[Location identification entries]
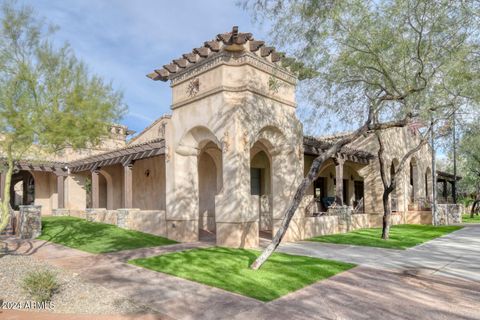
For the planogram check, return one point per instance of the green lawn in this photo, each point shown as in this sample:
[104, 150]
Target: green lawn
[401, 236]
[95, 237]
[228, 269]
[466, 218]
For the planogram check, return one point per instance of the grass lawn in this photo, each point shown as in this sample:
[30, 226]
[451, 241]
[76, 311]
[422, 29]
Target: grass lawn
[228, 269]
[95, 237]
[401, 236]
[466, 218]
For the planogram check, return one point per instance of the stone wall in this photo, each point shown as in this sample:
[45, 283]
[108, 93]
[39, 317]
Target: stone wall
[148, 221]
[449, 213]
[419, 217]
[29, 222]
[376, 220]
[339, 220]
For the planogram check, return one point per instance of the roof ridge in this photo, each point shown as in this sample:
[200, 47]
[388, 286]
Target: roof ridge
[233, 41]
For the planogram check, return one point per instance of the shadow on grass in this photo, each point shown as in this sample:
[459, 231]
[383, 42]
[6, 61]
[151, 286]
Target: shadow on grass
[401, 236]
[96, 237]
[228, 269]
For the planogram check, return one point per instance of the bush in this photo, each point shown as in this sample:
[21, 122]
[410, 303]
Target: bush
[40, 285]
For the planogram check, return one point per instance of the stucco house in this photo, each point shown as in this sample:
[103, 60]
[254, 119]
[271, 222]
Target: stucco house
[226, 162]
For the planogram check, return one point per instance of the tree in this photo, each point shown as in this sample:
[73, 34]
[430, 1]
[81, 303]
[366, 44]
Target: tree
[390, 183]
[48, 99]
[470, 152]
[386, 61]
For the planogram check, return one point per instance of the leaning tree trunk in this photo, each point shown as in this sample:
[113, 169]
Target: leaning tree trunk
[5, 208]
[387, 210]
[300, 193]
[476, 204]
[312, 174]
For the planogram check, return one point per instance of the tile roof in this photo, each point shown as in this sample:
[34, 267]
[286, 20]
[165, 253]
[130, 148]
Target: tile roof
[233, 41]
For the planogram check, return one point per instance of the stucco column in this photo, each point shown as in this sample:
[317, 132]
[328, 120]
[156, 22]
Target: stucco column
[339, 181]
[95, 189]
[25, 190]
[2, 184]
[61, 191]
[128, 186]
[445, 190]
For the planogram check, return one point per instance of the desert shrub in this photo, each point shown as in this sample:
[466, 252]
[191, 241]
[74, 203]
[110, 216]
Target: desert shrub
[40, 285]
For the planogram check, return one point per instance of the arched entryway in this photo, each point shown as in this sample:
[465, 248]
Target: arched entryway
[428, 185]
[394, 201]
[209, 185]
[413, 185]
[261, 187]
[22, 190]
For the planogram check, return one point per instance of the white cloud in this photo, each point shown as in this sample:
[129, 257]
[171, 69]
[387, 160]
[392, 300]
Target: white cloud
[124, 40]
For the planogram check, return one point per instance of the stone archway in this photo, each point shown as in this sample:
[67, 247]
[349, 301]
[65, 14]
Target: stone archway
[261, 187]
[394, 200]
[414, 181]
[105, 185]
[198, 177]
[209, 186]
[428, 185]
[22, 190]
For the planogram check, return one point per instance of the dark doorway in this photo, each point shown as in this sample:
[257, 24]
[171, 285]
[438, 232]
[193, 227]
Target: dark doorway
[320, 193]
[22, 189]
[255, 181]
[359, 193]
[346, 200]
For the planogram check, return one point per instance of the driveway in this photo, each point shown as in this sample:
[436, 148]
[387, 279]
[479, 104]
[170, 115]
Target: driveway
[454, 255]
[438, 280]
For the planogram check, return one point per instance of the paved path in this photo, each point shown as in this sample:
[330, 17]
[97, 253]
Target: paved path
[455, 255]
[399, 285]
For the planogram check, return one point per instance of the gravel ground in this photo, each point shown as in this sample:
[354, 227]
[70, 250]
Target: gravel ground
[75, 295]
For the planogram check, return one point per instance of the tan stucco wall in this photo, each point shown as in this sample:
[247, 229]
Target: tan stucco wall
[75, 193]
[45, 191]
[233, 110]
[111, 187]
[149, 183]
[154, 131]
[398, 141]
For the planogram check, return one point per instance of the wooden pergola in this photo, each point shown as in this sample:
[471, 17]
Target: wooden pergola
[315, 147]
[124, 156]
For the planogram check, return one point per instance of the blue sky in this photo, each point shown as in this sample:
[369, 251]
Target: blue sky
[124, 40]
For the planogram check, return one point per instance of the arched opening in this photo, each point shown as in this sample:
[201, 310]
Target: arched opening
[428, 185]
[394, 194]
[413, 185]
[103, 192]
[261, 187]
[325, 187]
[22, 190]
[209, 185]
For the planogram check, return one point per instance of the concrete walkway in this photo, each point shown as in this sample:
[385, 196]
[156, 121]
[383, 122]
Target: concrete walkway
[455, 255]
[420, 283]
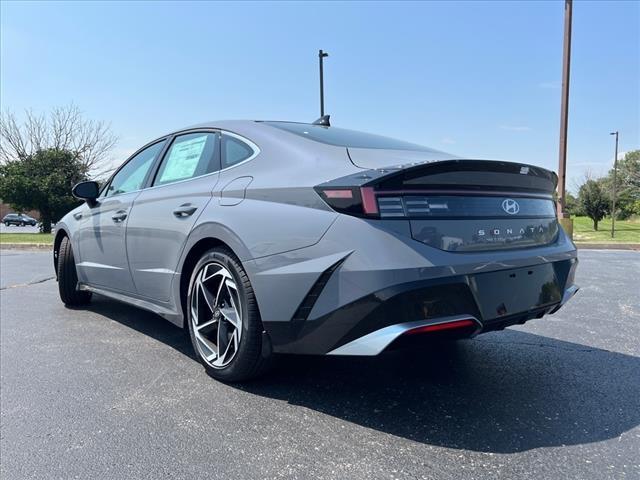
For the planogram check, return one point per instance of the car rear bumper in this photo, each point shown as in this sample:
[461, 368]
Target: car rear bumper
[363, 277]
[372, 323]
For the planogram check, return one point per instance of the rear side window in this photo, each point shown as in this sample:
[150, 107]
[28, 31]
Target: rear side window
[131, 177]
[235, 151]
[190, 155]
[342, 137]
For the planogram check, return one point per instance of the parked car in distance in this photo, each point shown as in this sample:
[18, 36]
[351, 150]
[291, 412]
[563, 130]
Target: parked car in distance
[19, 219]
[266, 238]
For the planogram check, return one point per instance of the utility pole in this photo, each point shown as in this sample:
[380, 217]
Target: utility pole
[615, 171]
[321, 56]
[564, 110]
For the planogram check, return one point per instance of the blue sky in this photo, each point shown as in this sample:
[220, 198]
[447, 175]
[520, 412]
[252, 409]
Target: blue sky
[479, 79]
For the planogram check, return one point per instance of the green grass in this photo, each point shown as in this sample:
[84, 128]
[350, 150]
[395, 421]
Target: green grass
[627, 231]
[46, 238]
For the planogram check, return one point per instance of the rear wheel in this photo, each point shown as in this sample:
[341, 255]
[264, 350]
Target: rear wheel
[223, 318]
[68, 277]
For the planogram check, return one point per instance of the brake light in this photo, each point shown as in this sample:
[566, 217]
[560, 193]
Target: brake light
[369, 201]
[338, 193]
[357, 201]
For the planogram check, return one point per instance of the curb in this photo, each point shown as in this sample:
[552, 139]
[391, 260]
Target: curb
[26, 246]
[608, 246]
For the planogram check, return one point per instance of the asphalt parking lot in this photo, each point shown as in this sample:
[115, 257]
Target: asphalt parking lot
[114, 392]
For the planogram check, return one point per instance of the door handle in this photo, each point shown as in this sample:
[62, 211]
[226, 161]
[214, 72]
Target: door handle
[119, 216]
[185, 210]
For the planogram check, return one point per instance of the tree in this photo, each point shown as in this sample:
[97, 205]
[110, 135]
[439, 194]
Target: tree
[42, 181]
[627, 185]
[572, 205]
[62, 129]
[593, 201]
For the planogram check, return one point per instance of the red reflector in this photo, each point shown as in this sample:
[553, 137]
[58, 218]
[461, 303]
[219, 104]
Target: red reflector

JOB - Copy out every one of the entries above word for word, omitting the pictures.

CORRECT ANSWER -
For the planogram check, return one point per instance of the green lawn in this photo, each point shown as in this sample:
[104, 150]
Target: green lawn
[401, 236]
[95, 237]
[228, 269]
[466, 218]
For the planogram check, return one point per instance of the grass lawn in this photo, each point shown as in this sample:
[30, 226]
[451, 241]
[76, 311]
[422, 29]
Target: grass lawn
[228, 269]
[95, 237]
[401, 236]
[466, 218]
For the planogram check, return one point per instance of the stone wall in this photo, each point shown as in this sample:
[45, 283]
[108, 93]
[39, 317]
Target: stone wall
[148, 221]
[449, 213]
[419, 217]
[29, 222]
[376, 220]
[339, 220]
For the planogram check, return one point per instance of the roof ridge in this photo, each point shown as in this sample:
[200, 47]
[388, 286]
Target: roof ridge
[233, 41]
For the planogram check, return one point per instance of the shadow on grass in this photo, each point shown as in this sample:
[459, 231]
[383, 42]
[6, 61]
[151, 286]
Target: shadow on grass
[401, 236]
[96, 237]
[228, 269]
For the planogram check, return one point per instance of the bush in this photo, each point shown as in this sample:
[21, 122]
[410, 303]
Target: bush
[40, 285]
For the planogram check, return one point per instance of the stucco house in this photo, each point shown as in this sample:
[103, 60]
[254, 119]
[271, 222]
Target: stucco house
[226, 162]
For the planogram check, return one point per instance of the tree in this photo, each point shown as in this sample:
[73, 34]
[430, 1]
[81, 303]
[366, 44]
Target: tree
[390, 183]
[48, 99]
[470, 152]
[386, 61]
For the planogram check, return one point per instance of the leaning tree trunk in this photo, each point shown as in this sample:
[113, 169]
Target: leaning tree trunk
[5, 208]
[387, 210]
[300, 193]
[476, 204]
[312, 174]
For the planogram check, return one point per instance of the tile roof in this photo, each point shown as in this sample:
[34, 267]
[286, 20]
[165, 253]
[130, 148]
Target: tile roof
[233, 41]
For the planogram check, return one point per instance of the stucco column in this photo, each point shown as in this sample:
[317, 132]
[328, 120]
[156, 22]
Target: stucco column
[339, 181]
[95, 189]
[25, 190]
[2, 184]
[61, 191]
[128, 186]
[445, 190]
For the planogram check, return one point per instance of the desert shrub in this photo, each point shown as in this sample:
[466, 252]
[191, 241]
[74, 203]
[110, 216]
Target: desert shrub
[40, 285]
For the planogram check, return one point per instance of the arched entryway in this photo, each point shown as in this sample:
[465, 248]
Target: arched entryway
[428, 185]
[394, 201]
[209, 185]
[413, 185]
[261, 187]
[22, 190]
For the planogram check, return one point per instance of the white cloud in this photo, each point shown as in this sample:
[129, 257]
[171, 69]
[387, 160]
[392, 300]
Target: white cloud
[124, 40]
For the planogram check, return one point per instance of the stone archway in this photo, each point shown as in this sample:
[67, 247]
[349, 301]
[65, 14]
Target: stone archway
[261, 187]
[394, 200]
[414, 181]
[105, 185]
[198, 177]
[209, 186]
[428, 185]
[22, 190]
For the planogram check, return one point per instance of the dark doorway in this photo, each point shown as in this sample:
[257, 24]
[171, 285]
[438, 232]
[193, 227]
Target: dark doorway
[320, 193]
[22, 189]
[255, 181]
[359, 193]
[346, 200]
For the planogram check, return one point per instance of the driveway in this photo, each point shown as in this sample:
[436, 148]
[387, 279]
[479, 104]
[170, 115]
Target: driveway
[454, 255]
[438, 280]
For the planogram check, return one point per instance of the paved path in this photo, each point shown as in this sample:
[330, 17]
[97, 253]
Target: paved path
[455, 255]
[399, 285]
For the planogram check, return one point per instance of the gravel ground in this photo, each point shown as in this sample:
[354, 227]
[70, 250]
Target: gravel ground
[75, 295]
For the planogram check, return one point per instance of the tan stucco wall in this photo, each point shown as in this sample:
[247, 229]
Target: tan stucco wall
[75, 193]
[45, 191]
[233, 110]
[111, 187]
[149, 183]
[154, 131]
[398, 141]
For the planogram check, return one point per instance of the wooden pergola in this photo, each point shown as in this sample:
[471, 17]
Target: wooden pergola
[315, 147]
[124, 156]
For the planogram check, return one point per instance of the blue sky in this photo, each point shown as in this sample:
[369, 251]
Target: blue sky
[124, 40]
For the planogram check, return one point per instance of the arched opening in this photo, each point shown as in this sample:
[201, 310]
Target: arched opening
[428, 185]
[394, 194]
[413, 185]
[103, 192]
[261, 187]
[325, 187]
[22, 190]
[209, 185]
For the planogram check, return one point per instance of the concrete walkway in this photo, each point shown as in this sample:
[385, 196]
[156, 121]
[383, 122]
Target: concrete walkway
[455, 255]
[420, 283]
For the planogram check, return one point per instance of the car rear bumper in this photo, each point shown as in this sample:
[461, 368]
Target: car rear bumper
[363, 277]
[372, 323]
For the planogram check, return one point per instance of the rear side window in this photo, each point shown as in this sample:
[150, 107]
[28, 31]
Target: rear side window
[131, 177]
[235, 151]
[190, 155]
[342, 137]
For the planogram check, return one point per instance of the parked car in distance in this photo, each point shown as in this sample:
[18, 36]
[351, 150]
[291, 412]
[563, 130]
Target: parked car in distance
[19, 219]
[266, 238]
For the planogram check, return one point per instance of the utility pole in this photo, each point shown as in this sample:
[380, 217]
Target: utility pole
[615, 171]
[321, 56]
[564, 110]
For the planogram check, return one point per instance of the blue sky in this photo, each point shown as in this sample:
[220, 198]
[447, 175]
[520, 412]
[252, 409]
Target: blue sky
[479, 79]
For the planogram check, return one point per instance of the green grass in this photo, each point shown as in this sample:
[84, 128]
[350, 150]
[395, 421]
Target: green grass
[627, 231]
[46, 238]
For the planogram check, return one point per instance of the rear wheel in this photo, each point shown as in this sample:
[341, 255]
[264, 350]
Target: rear wheel
[223, 318]
[68, 277]
For the planogram check, return one point per instance of the brake light in this photo, each point shown as in this sample:
[566, 217]
[560, 193]
Target: brake light
[369, 201]
[338, 193]
[357, 201]
For the planogram check, return one point per instance of the curb in this photo, each point shown as in this sample:
[552, 139]
[391, 260]
Target: curb
[26, 246]
[608, 246]
For the planogram check, return one point per instance of the asphalt parking lot in this photo, each point shown as in this sample:
[115, 257]
Target: asphalt parking lot
[114, 392]
For the planogram check, return one point per instance of the door handle in this photo, each point shown as in this sample:
[62, 211]
[226, 161]
[214, 72]
Target: door handle
[119, 216]
[185, 210]
For the planogram check, return one point per instance of the tree in this photo, each point shown as in this sample:
[97, 205]
[110, 135]
[439, 194]
Target: tree
[42, 181]
[627, 185]
[572, 205]
[62, 129]
[593, 201]
For the planogram check, return one point per instance of the red reflector in this photo, each point shown as in this sample:
[553, 137]
[58, 218]
[461, 303]
[219, 104]
Target: red reflector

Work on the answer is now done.